» What to produce: Whatever appears in the records apart from pictures must be reproduced exactly.

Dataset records
============================================================
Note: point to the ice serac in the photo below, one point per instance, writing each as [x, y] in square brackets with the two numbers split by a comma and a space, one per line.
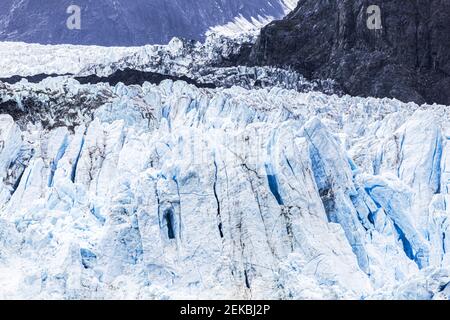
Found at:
[255, 187]
[171, 191]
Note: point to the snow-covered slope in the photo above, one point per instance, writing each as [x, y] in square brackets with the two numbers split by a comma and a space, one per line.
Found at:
[171, 191]
[128, 23]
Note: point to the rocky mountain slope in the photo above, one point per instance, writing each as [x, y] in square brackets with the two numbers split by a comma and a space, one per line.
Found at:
[127, 23]
[407, 59]
[170, 191]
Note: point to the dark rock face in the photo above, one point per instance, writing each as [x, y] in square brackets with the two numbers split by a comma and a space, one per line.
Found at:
============================================================
» Result for this exercise:
Note: point to the ice serac in the photo below, one point per instance, writing each as [x, y] in square brackets with the two numbers split by a comma and a space, one per line.
Found at:
[255, 187]
[171, 191]
Note: point to the snow-covered slope in the photo above, one point per instance, writing each as [x, y] in square brackets with the two numbers split by a comma and a space, one per line.
Found at:
[171, 191]
[128, 23]
Note: point to the rocky mountain slope in the photo above, one point per instance, writing each as [x, y] in square brackets with the two numbers split by a comma and a space, one per line.
Found at:
[127, 23]
[407, 59]
[170, 191]
Note: point to the dark rock face in the photo above, one point per instance, writing each as [x, y] in square brackets with the two numbers split by a comma and a space, one per line.
Found at:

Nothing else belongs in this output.